### [AIM]
Copy the rows below exactly as they are, from the start through the line containing "Every polygon gives", including that line.

### [AVAILABLE RECORDS]
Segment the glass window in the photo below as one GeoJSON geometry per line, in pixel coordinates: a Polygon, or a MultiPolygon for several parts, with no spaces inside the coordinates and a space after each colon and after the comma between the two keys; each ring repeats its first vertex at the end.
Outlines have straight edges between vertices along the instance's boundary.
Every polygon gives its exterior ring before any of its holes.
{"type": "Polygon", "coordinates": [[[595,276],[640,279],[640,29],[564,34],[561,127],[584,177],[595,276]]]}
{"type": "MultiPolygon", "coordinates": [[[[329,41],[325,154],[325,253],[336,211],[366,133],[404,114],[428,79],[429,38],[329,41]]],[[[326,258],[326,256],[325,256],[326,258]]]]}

### [RESULT FOR THIS TASK]
Segment the glass window in the photo below as one GeoJSON geometry per line, in pixel coordinates: a Polygon, or a MultiPolygon for several parts, with no spaces inside the coordinates and a space after each colon and after the comma between the two keys; each ring repeats its first vertex at the end.
Outlines have straight edges between vertices along the instance's boundary.
Every polygon gives its exterior ring before any of its holes.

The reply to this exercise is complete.